**What you are asked to do:** Rewrite all of the lines below, changing every occurrence of "Target" to "Query" and leaving everything else unchanged. Leave the pictures out of the rewritten version.

── Stored records

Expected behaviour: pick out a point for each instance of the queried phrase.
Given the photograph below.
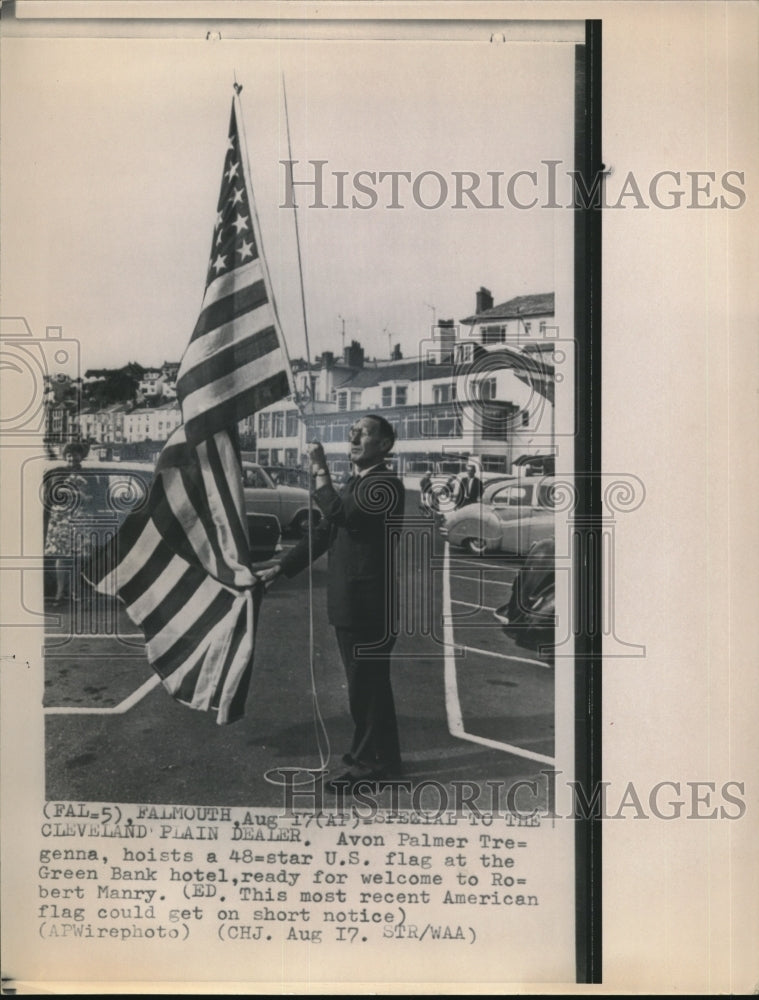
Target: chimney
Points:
(484, 300)
(353, 356)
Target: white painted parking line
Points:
(89, 636)
(503, 656)
(119, 709)
(452, 703)
(482, 579)
(480, 565)
(467, 604)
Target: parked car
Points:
(112, 491)
(288, 503)
(441, 492)
(287, 475)
(512, 515)
(529, 616)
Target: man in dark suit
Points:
(471, 486)
(354, 529)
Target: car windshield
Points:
(511, 496)
(254, 477)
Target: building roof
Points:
(523, 305)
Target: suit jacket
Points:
(471, 490)
(354, 529)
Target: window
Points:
(444, 393)
(255, 479)
(493, 334)
(513, 496)
(487, 388)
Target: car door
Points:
(261, 495)
(513, 506)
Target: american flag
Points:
(181, 565)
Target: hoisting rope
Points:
(273, 776)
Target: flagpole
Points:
(324, 761)
(300, 262)
(319, 726)
(257, 229)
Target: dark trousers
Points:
(375, 736)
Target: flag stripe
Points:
(156, 586)
(225, 284)
(241, 301)
(224, 335)
(229, 360)
(177, 645)
(256, 397)
(230, 517)
(181, 565)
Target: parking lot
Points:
(472, 706)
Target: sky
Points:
(112, 153)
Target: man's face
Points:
(368, 447)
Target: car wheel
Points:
(299, 524)
(477, 546)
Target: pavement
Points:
(472, 706)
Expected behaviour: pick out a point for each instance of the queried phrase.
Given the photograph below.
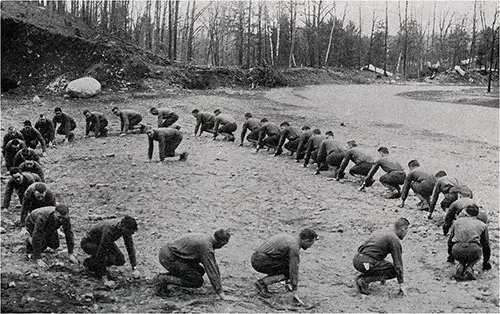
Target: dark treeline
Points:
(293, 33)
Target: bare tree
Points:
(493, 37)
(473, 40)
(374, 20)
(385, 38)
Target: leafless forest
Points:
(293, 33)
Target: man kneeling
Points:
(190, 256)
(370, 259)
(99, 242)
(279, 257)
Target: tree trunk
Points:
(472, 52)
(493, 37)
(371, 39)
(191, 34)
(249, 32)
(174, 32)
(385, 38)
(405, 41)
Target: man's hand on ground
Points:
(73, 259)
(41, 263)
(136, 273)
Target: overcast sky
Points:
(420, 10)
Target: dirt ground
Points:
(255, 195)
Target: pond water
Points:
(380, 104)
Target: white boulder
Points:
(84, 87)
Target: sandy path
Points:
(258, 195)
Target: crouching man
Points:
(190, 256)
(99, 243)
(42, 225)
(279, 258)
(370, 259)
(168, 140)
(468, 239)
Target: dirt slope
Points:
(255, 195)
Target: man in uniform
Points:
(422, 184)
(129, 120)
(190, 256)
(278, 258)
(370, 258)
(10, 151)
(455, 210)
(33, 167)
(291, 134)
(42, 225)
(46, 128)
(32, 137)
(312, 147)
(68, 124)
(253, 125)
(11, 134)
(165, 117)
(19, 181)
(168, 140)
(362, 162)
(468, 237)
(24, 154)
(99, 243)
(451, 187)
(37, 195)
(394, 177)
(204, 122)
(95, 122)
(304, 136)
(224, 125)
(269, 135)
(330, 153)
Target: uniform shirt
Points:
(36, 169)
(28, 179)
(387, 163)
(251, 124)
(31, 134)
(268, 129)
(10, 136)
(201, 119)
(25, 154)
(312, 145)
(30, 202)
(162, 135)
(382, 243)
(290, 132)
(198, 248)
(46, 128)
(125, 116)
(42, 221)
(105, 234)
(303, 138)
(284, 247)
(357, 156)
(164, 113)
(66, 121)
(222, 119)
(329, 146)
(418, 176)
(444, 185)
(456, 208)
(470, 230)
(95, 119)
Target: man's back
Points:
(192, 246)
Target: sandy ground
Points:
(256, 196)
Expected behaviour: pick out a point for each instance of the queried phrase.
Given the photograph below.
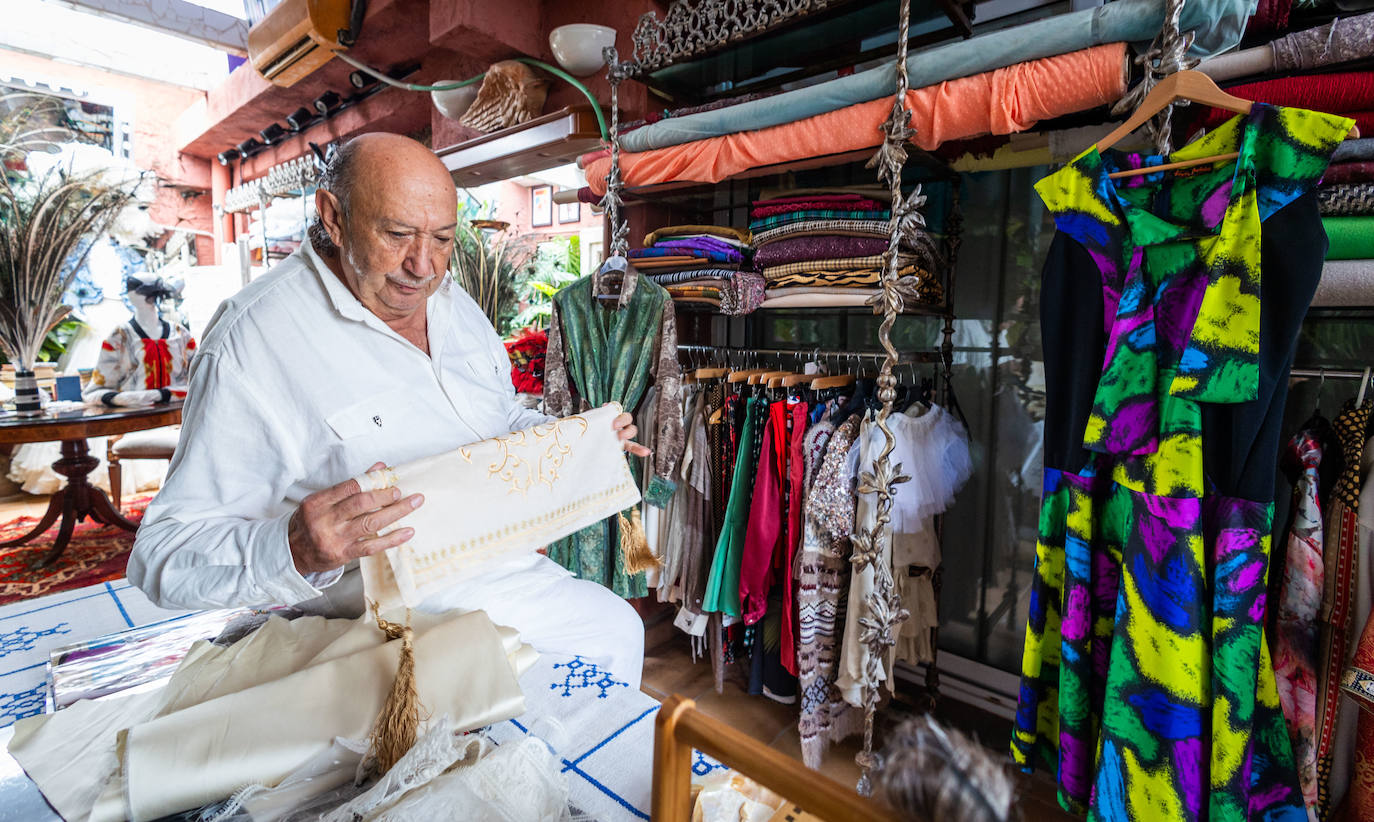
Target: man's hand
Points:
(624, 426)
(340, 524)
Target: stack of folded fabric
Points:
(706, 264)
(1347, 201)
(823, 246)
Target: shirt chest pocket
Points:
(481, 386)
(371, 417)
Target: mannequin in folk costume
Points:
(147, 359)
(143, 362)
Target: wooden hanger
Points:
(744, 374)
(763, 378)
(1180, 85)
(837, 381)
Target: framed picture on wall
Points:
(542, 205)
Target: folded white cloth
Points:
(257, 709)
(499, 498)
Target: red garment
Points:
(1360, 797)
(157, 363)
(756, 564)
(1270, 18)
(796, 468)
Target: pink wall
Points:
(514, 206)
(155, 106)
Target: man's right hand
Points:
(340, 524)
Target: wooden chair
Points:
(680, 727)
(158, 443)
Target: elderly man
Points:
(353, 352)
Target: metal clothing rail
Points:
(921, 356)
(1327, 373)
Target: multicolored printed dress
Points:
(1146, 682)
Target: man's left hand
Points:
(625, 429)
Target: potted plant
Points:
(43, 219)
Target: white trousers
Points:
(551, 609)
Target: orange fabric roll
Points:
(999, 102)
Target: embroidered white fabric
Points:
(445, 775)
(498, 498)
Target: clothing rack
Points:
(1326, 374)
(921, 356)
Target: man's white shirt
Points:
(296, 388)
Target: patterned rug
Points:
(95, 554)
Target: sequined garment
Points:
(827, 524)
(1294, 650)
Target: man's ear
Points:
(331, 215)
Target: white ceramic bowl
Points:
(454, 102)
(577, 47)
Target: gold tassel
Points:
(634, 546)
(399, 722)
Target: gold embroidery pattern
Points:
(382, 479)
(535, 457)
(459, 554)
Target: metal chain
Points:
(612, 202)
(1167, 55)
(873, 547)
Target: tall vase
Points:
(26, 402)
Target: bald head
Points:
(385, 217)
(363, 161)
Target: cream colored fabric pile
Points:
(498, 498)
(256, 711)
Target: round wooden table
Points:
(80, 498)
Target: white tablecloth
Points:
(601, 727)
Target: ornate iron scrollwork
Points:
(695, 26)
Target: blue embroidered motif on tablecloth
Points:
(583, 674)
(702, 764)
(25, 638)
(19, 704)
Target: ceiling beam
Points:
(176, 17)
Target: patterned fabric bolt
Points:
(1294, 654)
(1146, 681)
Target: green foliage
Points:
(57, 342)
(550, 271)
(488, 267)
(43, 220)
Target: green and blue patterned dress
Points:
(1146, 681)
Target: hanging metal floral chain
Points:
(695, 26)
(612, 202)
(1167, 54)
(882, 612)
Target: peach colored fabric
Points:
(999, 102)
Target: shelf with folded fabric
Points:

────

**Response for this exercise:**
Expected behaviour: pick out a point for each instance of the queried phrase.
Given the photograph below.
Query: chimney
Points:
(484, 300)
(353, 356)
Query: white painted parking line
Points:
(89, 636)
(503, 656)
(119, 709)
(452, 703)
(482, 579)
(480, 565)
(467, 604)
Query: parked car
Points:
(112, 491)
(288, 503)
(441, 492)
(287, 475)
(512, 515)
(529, 616)
Query: man in dark suit
Points:
(471, 486)
(354, 529)
Query: car windshield
Points:
(511, 496)
(254, 477)
Query: building roof
Points:
(523, 305)
Query: suit jacket
Points:
(471, 490)
(354, 529)
Query: window
Points:
(444, 393)
(255, 479)
(493, 334)
(513, 496)
(487, 388)
Query: car door
Points:
(261, 495)
(513, 506)
Query: american flag
Points:
(181, 565)
Query: hoisting rope
Points:
(273, 776)
Query: flagpole
Points:
(324, 761)
(300, 262)
(319, 726)
(257, 229)
Query: dark trousers
Points:
(375, 736)
Query: flag stripe
Points:
(156, 586)
(225, 284)
(241, 301)
(224, 335)
(229, 360)
(177, 645)
(256, 397)
(230, 517)
(181, 565)
Query: parking lot
Points:
(472, 706)
Query: sky
Points:
(112, 153)
Query: man's face
Points:
(368, 447)
Query: car wheel
Points:
(299, 524)
(477, 546)
Query: pavement
Points:
(472, 706)
Expected behaviour: pick out a point for each instance of the queried phrase.
Given the photograph below.
Query: dark treeline
Points:
(293, 33)
Query: bare tree
Points:
(493, 37)
(473, 40)
(374, 20)
(385, 38)
Query: leafless forest
Points:
(293, 33)
Query: man kneeling
Points:
(190, 256)
(370, 259)
(99, 242)
(279, 257)
Query: tree trunk
Points:
(472, 52)
(493, 37)
(371, 39)
(191, 34)
(249, 32)
(174, 32)
(385, 38)
(405, 41)
Query: man's hand on ground
Points:
(73, 259)
(41, 263)
(136, 273)
Query: overcast sky
Points:
(420, 10)
Query: dirt ground
Points:
(255, 195)
Query: pond water
Points:
(380, 104)
Query: white boulder
Points:
(84, 87)
Query: sandy path
Points:
(258, 195)
Query: crouching man
Points:
(190, 256)
(99, 243)
(42, 225)
(279, 258)
(370, 259)
(168, 140)
(468, 239)
Query: dirt slope
Points:
(255, 195)
Query: man in uniform
Points:
(422, 184)
(129, 120)
(190, 256)
(278, 258)
(370, 258)
(10, 151)
(455, 210)
(33, 167)
(291, 134)
(42, 225)
(46, 128)
(32, 137)
(312, 147)
(68, 124)
(253, 125)
(11, 134)
(165, 117)
(19, 181)
(168, 140)
(362, 162)
(468, 237)
(24, 154)
(99, 243)
(451, 187)
(37, 195)
(394, 177)
(204, 122)
(95, 122)
(304, 136)
(224, 125)
(269, 135)
(330, 153)
Query: uniform shirt
Points:
(36, 169)
(28, 179)
(387, 163)
(251, 124)
(31, 134)
(268, 129)
(10, 136)
(201, 119)
(25, 154)
(312, 145)
(30, 202)
(162, 135)
(382, 243)
(290, 132)
(198, 248)
(46, 128)
(125, 116)
(42, 221)
(105, 234)
(303, 138)
(284, 247)
(357, 156)
(164, 113)
(66, 121)
(222, 119)
(329, 146)
(418, 176)
(444, 185)
(456, 208)
(470, 230)
(95, 119)
Query: man's back
Points:
(192, 246)
Query: sandy ground
Points:
(256, 196)
Expected behaviour: pick out a point for each instance of the queried phrase.
Given the photograph below.
Query: man's hand
Points:
(624, 426)
(340, 524)
Query: stack of folded fabric
Points:
(706, 264)
(1347, 201)
(823, 246)
Query: shirt chest pocket
Points:
(481, 386)
(371, 417)
Query: mannequin in folk costume
Points:
(147, 359)
(143, 362)
Query: wooden hanger
Points:
(744, 374)
(763, 378)
(1180, 85)
(837, 381)
Query: framed picture on wall
Points:
(542, 205)
Query: folded white cloth
Points:
(257, 709)
(499, 498)
Query: red garment
Points:
(1360, 797)
(157, 363)
(756, 564)
(1270, 18)
(796, 468)
Query: pink wall
Points:
(514, 206)
(155, 106)
Query: man's right hand
Points:
(340, 524)
Query: wooden chair
Points:
(680, 727)
(158, 443)
Query: elderly man
Points:
(353, 352)
Query: metal clothing rail
Points:
(921, 356)
(1327, 373)
Query: multicolored printed dress
Points:
(1146, 682)
Query: man's left hand
Points:
(625, 429)
Query: potted plant
Points:
(43, 219)
Query: white trousers
Points:
(551, 609)
Query: orange fabric roll
Points:
(999, 102)
Query: embroidered white fabric
Points:
(445, 775)
(498, 498)
Query: clothing rack
Points:
(1326, 374)
(921, 356)
Query: man's white shirt
Points:
(296, 388)
Query: patterned rug
Points:
(95, 554)
Query: sequined garment
Points:
(827, 524)
(1294, 650)
Query: man's ear
Points:
(331, 215)
Query: white ceramic bowl
Points:
(454, 102)
(577, 47)
Query: gold tassel
Points:
(634, 546)
(399, 722)
Query: gold embroidery pattern
Points:
(382, 479)
(535, 457)
(459, 554)
Query: metal chain
Points:
(612, 202)
(1167, 55)
(873, 547)
Query: tall vase
Points:
(26, 402)
Query: bald head
Points:
(385, 217)
(363, 161)
Query: cream colored fabric pile
Points:
(498, 498)
(256, 711)
Query: round wooden table
Points:
(80, 498)
Query: white tablecloth
Points:
(601, 727)
Query: ornate iron scrollwork
Points:
(695, 26)
Query: blue embroidered motif on tablecloth
Points:
(583, 674)
(702, 764)
(25, 638)
(19, 704)
Query: ceiling beam
Points:
(176, 17)
Query: patterned fabric bolt
Points:
(1294, 654)
(1146, 681)
Query: green foliage
Points:
(57, 342)
(550, 271)
(488, 267)
(43, 220)
Query: green and blue patterned dress
Points:
(1146, 681)
Query: hanging metal floral chain
Points:
(695, 26)
(612, 202)
(1167, 54)
(882, 612)
Query: peach colored fabric
Points:
(999, 102)
Query: shelf with folded fabric
Points:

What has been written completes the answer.